◆ EXERCISE OBJECTIVE:
Reproduce verbatim the portion of the entries below that begins with the line containing "Can you see the water reflection" and ends with the line containing "column 551, row 330", including both of those lines.

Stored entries

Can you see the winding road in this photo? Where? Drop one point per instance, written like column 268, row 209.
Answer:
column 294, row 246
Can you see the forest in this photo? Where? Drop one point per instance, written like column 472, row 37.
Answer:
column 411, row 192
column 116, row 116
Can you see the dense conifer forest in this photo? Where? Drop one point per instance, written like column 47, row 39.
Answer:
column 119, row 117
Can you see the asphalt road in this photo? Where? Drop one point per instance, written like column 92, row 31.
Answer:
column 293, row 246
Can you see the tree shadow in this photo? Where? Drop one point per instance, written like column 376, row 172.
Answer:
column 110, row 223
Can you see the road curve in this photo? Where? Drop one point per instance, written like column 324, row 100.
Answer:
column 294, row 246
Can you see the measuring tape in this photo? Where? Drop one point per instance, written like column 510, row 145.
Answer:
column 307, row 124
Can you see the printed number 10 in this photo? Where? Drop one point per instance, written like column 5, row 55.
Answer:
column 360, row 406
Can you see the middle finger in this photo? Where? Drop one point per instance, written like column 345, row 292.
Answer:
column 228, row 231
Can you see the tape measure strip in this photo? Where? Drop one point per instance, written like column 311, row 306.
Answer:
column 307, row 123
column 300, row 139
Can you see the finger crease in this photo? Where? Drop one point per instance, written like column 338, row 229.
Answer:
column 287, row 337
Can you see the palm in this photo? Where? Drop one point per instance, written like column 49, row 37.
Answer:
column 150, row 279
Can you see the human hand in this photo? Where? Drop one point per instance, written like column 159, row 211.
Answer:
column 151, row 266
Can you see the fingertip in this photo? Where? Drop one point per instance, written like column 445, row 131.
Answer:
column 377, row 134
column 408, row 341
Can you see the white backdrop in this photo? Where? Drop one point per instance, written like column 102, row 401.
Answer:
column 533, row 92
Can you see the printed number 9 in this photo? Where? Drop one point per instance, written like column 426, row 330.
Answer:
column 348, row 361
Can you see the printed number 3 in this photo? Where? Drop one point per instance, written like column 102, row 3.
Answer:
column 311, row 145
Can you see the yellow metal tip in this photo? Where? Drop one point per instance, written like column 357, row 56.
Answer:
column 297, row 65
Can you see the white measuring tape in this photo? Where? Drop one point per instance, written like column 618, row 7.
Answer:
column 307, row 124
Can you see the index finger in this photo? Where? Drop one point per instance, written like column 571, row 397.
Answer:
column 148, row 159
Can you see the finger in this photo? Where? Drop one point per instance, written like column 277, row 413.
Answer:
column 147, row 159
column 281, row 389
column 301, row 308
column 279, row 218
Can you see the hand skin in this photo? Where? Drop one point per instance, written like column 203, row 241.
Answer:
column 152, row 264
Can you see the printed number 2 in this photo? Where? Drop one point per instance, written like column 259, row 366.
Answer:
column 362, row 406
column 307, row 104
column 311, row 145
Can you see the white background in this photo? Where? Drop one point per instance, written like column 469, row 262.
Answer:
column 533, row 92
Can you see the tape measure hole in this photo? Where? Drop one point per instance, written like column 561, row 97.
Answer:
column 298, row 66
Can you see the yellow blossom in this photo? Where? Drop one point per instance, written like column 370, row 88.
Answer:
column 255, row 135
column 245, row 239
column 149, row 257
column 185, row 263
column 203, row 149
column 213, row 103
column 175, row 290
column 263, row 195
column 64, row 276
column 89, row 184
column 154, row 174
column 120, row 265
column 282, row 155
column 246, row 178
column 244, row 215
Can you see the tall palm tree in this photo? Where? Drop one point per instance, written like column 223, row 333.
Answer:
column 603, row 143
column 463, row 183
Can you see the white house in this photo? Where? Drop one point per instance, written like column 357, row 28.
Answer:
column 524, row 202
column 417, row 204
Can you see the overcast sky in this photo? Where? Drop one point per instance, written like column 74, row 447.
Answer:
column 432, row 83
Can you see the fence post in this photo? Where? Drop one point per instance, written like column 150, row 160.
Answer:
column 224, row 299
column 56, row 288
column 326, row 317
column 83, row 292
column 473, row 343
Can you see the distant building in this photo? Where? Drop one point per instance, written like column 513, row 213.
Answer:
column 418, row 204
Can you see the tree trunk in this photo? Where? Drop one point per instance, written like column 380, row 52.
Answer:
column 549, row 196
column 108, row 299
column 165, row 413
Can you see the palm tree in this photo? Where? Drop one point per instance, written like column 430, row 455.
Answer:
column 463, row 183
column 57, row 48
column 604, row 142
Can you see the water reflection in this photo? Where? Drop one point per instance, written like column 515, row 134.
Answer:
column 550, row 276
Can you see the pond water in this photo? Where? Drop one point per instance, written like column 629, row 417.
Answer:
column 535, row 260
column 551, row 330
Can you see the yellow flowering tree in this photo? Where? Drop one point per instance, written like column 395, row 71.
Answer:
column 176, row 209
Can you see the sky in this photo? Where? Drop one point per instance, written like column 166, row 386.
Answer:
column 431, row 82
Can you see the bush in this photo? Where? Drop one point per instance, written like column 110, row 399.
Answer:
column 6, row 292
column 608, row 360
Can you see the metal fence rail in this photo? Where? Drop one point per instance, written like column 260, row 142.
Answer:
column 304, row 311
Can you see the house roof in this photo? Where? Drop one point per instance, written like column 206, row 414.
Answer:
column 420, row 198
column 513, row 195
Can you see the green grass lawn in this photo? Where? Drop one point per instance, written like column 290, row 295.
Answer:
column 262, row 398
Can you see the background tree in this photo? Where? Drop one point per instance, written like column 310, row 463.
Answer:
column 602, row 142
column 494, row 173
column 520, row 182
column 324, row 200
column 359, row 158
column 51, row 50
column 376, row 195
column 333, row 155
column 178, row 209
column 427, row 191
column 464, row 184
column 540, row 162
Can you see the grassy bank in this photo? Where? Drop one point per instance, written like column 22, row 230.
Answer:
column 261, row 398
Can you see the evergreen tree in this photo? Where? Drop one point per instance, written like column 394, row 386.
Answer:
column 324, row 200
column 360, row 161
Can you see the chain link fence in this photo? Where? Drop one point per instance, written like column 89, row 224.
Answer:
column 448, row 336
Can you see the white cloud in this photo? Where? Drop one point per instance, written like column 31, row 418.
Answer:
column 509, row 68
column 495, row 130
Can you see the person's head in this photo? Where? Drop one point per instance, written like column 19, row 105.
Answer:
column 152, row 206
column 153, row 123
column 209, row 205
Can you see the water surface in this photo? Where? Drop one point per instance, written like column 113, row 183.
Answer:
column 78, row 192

◆ FULL OUTPUT:
Can you see the water reflection in this photo? Where? Drop one point per instance, written like column 515, row 134.
Answer:
column 550, row 276
Can you see the pond water in this photo? Where? Drop one point per instance, written like column 629, row 417.
Answer:
column 535, row 260
column 551, row 330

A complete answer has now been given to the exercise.